### DOCUMENT SEGMENT
◇ ◇ ◇ ◇ ◇ ◇ ◇
Show HN: Eul – a lightweight native desktop client for Skype, Slack, Gmail - amedvednikov
https://eul.im/home
======
amedvednikov
Hi, eul is a very lightweight and fast native desktop client for Skype, Slack,
Gmail, HipChat, VK, FB, Jabber, Telegram, and Signal. Right now only the first
four are supported, and the rest should be done by the end of September.

Why did I create this? To solve two big problems I see with the current IM
solutions: there are too many of them, and the clients are ridiculously
bloated for what they are built to do. For example, everyone knows what a huge
resource hog the Skype client is. Even the Telegram client, which is supposed
to be lightweight, is using 1.3 GB of RAM on my desktop right now.

I'm obsessed with performance. The entire application is about 4 MB, and it's
never going to be more than 10 MB. In fact there are still many things to
optimize. It's native, so you don't need to download a 100 MB browser just to
use your IM client.
◇ ◇ ◇ ◇ ◇ ◇ ◇
Excerpts of bounding box data
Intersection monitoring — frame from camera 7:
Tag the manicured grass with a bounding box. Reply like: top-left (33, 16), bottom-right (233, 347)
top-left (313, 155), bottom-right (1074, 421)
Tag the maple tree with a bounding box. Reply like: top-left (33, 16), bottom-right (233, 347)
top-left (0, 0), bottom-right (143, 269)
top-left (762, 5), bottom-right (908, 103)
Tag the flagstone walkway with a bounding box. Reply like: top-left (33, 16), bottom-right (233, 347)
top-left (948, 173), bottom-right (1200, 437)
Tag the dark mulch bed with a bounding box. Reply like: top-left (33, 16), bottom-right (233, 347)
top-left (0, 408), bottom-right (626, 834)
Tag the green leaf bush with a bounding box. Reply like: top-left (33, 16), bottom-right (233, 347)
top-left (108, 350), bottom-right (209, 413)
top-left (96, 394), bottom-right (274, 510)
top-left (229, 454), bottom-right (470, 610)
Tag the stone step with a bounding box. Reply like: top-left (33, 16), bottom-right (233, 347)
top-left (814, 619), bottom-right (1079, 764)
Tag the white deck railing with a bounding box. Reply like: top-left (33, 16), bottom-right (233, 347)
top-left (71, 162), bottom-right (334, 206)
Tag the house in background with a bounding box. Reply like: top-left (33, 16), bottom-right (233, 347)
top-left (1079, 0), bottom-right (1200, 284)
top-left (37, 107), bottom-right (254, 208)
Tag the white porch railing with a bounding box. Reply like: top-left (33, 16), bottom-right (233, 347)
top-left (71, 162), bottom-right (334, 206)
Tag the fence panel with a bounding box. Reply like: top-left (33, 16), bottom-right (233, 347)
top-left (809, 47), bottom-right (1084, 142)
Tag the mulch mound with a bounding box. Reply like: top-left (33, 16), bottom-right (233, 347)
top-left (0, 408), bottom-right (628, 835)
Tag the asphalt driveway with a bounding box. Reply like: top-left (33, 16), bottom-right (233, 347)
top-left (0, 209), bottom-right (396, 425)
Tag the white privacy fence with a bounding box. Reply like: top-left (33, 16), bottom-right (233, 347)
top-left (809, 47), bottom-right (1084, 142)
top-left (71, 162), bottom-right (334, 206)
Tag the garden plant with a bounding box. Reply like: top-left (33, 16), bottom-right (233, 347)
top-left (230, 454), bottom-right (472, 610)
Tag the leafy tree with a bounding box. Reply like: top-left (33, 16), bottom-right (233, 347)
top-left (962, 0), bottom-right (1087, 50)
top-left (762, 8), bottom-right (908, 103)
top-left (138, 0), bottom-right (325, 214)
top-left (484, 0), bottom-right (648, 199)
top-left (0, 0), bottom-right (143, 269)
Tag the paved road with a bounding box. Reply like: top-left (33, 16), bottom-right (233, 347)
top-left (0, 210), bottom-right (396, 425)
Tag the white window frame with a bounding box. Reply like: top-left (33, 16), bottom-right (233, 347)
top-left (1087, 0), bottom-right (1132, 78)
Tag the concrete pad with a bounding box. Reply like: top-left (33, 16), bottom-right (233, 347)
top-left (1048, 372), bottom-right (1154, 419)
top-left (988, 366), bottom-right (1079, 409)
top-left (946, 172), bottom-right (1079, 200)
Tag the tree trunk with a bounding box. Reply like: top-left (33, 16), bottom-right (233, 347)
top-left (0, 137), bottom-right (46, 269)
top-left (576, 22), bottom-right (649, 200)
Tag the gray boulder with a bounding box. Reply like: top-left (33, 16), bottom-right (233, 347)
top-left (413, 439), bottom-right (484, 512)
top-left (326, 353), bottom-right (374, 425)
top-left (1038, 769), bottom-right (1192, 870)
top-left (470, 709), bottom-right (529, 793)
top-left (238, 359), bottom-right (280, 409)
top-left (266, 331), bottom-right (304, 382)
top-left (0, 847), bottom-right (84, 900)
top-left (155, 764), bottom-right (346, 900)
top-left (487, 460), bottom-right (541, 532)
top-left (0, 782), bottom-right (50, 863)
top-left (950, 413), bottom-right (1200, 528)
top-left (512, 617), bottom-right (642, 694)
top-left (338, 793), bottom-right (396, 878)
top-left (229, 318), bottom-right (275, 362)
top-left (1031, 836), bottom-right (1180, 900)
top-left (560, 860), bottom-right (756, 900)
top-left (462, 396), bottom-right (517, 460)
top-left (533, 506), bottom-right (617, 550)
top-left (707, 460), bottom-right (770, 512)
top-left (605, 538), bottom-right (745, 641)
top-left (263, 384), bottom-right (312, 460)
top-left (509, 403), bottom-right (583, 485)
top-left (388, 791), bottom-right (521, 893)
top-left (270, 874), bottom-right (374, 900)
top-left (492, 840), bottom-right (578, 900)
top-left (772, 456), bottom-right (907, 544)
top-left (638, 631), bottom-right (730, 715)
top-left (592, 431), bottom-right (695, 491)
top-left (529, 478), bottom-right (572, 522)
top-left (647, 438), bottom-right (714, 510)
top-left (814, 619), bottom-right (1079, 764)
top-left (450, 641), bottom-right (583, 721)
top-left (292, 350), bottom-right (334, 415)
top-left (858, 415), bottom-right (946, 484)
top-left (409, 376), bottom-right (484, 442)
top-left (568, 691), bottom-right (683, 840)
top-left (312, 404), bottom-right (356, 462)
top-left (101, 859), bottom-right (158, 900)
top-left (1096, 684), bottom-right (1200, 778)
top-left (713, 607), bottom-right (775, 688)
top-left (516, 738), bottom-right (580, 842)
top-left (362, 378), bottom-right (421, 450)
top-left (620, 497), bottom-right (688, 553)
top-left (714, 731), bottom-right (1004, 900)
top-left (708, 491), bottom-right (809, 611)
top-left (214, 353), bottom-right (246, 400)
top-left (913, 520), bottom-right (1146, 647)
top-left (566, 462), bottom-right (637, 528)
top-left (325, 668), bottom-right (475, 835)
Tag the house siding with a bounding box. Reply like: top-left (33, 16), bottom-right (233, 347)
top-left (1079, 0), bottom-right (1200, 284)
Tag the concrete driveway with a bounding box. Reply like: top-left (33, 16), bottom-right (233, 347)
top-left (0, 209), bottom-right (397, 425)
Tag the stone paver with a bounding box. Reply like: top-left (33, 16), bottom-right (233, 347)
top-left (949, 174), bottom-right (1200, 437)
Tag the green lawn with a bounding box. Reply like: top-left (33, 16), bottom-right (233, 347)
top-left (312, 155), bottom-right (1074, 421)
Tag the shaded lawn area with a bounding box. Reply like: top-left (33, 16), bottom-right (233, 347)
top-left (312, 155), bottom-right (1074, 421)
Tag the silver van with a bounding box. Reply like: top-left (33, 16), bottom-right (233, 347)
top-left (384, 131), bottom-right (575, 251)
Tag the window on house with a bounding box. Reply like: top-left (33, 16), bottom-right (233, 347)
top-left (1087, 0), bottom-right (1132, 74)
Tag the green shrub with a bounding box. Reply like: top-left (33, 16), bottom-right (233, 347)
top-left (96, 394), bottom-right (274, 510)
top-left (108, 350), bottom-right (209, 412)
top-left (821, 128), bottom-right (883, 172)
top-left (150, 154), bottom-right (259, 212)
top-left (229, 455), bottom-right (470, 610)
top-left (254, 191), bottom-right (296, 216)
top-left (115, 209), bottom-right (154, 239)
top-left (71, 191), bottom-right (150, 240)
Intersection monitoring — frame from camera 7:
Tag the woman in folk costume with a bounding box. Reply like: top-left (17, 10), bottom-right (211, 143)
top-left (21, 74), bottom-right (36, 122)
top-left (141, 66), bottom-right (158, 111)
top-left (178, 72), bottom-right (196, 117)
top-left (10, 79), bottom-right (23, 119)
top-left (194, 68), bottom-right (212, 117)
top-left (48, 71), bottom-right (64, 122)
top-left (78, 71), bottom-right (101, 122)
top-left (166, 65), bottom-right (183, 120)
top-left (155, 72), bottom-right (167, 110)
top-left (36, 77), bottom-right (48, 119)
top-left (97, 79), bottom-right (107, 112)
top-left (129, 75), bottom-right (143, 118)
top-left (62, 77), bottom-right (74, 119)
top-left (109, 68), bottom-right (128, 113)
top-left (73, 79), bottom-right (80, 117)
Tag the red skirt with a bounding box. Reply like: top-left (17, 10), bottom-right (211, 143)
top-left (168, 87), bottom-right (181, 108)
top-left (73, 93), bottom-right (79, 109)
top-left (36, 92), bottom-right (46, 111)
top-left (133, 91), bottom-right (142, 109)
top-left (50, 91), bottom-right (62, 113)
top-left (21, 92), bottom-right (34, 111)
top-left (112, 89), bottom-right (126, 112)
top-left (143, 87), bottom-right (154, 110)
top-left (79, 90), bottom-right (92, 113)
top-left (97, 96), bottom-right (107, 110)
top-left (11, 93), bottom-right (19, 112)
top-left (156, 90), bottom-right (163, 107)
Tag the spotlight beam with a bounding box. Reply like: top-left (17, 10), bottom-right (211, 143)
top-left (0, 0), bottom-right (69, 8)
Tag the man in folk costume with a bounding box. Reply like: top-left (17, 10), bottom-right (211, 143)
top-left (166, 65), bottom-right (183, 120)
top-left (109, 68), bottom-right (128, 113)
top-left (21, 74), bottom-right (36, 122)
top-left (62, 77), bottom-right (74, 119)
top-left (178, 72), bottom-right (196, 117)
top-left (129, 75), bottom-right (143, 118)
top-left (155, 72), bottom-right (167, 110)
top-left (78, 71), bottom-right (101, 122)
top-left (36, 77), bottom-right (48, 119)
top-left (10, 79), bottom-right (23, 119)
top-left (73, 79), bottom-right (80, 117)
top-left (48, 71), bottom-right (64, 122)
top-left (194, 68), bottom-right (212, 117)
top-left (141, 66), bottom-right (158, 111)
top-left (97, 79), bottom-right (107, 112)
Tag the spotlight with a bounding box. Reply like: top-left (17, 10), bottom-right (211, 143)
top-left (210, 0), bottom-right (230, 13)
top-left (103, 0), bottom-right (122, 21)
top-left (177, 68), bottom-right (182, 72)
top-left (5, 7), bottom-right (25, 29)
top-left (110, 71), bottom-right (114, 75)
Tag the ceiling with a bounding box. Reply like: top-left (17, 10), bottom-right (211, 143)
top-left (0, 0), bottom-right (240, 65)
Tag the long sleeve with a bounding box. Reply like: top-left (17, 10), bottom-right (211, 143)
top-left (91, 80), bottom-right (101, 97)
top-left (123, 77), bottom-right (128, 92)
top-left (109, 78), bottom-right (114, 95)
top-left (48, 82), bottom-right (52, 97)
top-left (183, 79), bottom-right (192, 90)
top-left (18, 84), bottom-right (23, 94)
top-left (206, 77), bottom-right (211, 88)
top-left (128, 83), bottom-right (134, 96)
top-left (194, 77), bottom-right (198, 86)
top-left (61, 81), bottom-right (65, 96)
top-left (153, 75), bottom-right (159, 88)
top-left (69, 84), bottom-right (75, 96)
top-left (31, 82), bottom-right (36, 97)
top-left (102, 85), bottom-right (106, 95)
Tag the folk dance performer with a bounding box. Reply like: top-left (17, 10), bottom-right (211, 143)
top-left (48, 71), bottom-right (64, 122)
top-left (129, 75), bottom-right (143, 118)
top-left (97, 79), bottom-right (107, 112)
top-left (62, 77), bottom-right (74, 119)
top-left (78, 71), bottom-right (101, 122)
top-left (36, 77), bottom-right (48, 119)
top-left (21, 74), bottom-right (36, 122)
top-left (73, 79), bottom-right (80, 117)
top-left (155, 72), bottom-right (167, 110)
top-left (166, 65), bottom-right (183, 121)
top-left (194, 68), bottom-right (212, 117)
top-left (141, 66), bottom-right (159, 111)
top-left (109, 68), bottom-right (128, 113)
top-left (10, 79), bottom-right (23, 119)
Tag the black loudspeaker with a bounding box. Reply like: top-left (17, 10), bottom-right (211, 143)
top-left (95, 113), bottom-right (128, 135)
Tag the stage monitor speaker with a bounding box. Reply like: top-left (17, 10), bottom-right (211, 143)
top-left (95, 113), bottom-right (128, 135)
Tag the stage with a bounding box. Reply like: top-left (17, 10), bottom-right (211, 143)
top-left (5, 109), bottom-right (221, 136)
◇ ◇ ◇ ◇ ◇ ◇ ◇
### REQUIREMENTS
1) Summarize the Show HN post about eul in two sentences.
2) Write the next part of the eul Show HN post, picking up after its final sentence.

### TASK-BY-TASK ANSWERS
1) Eul is a lightweight, fast native desktop client meant to cover Skype, Slack, Gmail, HipChat, VK, FB, Jabber, Telegram, and Signal, though only the first four work now and the rest are due by the end of September. Its author built it because there are too many IM solutions and their clients are bloated, so eul is about 4 MB, will never exceed 10 MB, and needs no 100 MB browser to run.

2)
eul can display thousands of messages in one conversation without the constant
page fetching. The scrolling is instant and smooth. You can jump to any
message without waiting. I've tested it with 50 000 messages in one chat. No
lags, instant scrolling to any point, instant search. That should be enough
for most :)

This is a beta release. Some essential features are still missing (for
example, images and other attachments are not supported yet). Automatic
updates will be released every day. There's a built in contact form, please
use it to submit bugs and suggestions.

Looking forward to hearing your feedback.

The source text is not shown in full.